Exercise aim
Reproduce the records from their first line up to and including the line containing "xmin=0 ymin=0 xmax=53 ymax=27", replacing "frame" with "image" and leaving everything else unchanged.

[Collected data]
====
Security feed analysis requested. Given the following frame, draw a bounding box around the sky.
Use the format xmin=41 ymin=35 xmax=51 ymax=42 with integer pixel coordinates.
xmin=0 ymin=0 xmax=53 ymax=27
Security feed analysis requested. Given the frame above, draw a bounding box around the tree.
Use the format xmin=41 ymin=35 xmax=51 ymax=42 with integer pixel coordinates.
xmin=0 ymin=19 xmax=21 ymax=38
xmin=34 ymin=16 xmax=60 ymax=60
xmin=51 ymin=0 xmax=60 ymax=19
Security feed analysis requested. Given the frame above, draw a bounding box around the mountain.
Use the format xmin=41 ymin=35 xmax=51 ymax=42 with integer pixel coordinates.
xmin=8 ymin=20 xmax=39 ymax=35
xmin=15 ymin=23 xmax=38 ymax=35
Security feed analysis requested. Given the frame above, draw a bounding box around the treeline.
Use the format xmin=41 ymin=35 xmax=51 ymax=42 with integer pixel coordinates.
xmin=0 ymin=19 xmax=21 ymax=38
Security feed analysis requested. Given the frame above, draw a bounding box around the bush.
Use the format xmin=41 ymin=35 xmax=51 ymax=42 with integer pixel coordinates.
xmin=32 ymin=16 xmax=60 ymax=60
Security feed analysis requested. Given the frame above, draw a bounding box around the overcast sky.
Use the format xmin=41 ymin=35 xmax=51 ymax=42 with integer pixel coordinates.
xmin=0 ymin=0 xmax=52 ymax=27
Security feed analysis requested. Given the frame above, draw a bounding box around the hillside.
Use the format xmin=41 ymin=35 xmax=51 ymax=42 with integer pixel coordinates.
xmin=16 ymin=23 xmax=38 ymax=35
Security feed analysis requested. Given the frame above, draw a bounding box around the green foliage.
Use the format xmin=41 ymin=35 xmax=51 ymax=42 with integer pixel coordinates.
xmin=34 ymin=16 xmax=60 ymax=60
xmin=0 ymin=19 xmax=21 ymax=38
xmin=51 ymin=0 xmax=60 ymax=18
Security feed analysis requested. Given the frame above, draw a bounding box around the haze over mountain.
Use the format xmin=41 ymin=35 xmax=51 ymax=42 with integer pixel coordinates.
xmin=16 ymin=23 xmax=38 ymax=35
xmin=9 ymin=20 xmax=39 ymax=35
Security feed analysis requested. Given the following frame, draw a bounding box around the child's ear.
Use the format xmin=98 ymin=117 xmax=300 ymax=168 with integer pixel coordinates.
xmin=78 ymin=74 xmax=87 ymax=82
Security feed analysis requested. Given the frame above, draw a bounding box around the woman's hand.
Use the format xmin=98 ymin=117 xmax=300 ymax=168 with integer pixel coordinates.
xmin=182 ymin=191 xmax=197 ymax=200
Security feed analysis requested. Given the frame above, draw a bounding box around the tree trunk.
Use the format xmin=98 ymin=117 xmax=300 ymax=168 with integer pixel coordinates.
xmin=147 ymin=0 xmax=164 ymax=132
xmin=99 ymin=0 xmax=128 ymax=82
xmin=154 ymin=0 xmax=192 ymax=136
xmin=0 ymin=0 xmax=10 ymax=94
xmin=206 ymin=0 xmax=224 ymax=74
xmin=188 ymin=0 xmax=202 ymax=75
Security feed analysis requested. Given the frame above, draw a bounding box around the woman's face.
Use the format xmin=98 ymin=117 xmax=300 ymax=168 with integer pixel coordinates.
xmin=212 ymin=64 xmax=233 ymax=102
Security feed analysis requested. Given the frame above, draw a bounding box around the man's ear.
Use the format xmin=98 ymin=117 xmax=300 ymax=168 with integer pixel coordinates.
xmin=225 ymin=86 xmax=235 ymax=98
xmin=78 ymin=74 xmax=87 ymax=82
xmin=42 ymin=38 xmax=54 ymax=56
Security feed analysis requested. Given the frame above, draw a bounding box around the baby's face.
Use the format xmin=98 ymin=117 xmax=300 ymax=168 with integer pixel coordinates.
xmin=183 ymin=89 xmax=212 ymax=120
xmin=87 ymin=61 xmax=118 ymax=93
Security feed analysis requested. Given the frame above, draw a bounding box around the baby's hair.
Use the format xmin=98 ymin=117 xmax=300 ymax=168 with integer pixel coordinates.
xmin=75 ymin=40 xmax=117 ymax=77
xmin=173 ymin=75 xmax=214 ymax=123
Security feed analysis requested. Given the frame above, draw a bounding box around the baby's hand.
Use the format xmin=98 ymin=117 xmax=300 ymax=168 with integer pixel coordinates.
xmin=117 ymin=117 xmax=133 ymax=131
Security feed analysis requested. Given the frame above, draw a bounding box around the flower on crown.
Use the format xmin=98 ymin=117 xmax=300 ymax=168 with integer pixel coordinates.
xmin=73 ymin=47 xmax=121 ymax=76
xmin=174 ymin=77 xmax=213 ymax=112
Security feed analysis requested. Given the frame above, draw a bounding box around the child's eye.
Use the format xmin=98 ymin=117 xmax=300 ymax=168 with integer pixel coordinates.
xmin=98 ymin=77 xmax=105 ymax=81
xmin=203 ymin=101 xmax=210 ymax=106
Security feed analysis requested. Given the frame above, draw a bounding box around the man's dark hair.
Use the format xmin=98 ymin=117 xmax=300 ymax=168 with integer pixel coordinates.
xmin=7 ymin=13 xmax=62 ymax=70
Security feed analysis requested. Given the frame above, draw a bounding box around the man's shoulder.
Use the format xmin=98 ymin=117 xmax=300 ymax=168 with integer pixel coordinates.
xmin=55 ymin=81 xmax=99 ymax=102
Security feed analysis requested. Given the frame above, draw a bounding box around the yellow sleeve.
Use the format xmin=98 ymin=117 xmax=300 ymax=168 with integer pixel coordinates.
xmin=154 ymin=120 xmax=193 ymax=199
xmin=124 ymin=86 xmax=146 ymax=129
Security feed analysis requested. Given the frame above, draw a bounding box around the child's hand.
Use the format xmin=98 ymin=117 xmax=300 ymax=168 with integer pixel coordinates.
====
Exercise result
Security feed analysis requested. Given the following image, draw a bounding box around the sky.
Use the format xmin=41 ymin=35 xmax=51 ymax=42 with integer pixel coordinates.
xmin=0 ymin=0 xmax=53 ymax=27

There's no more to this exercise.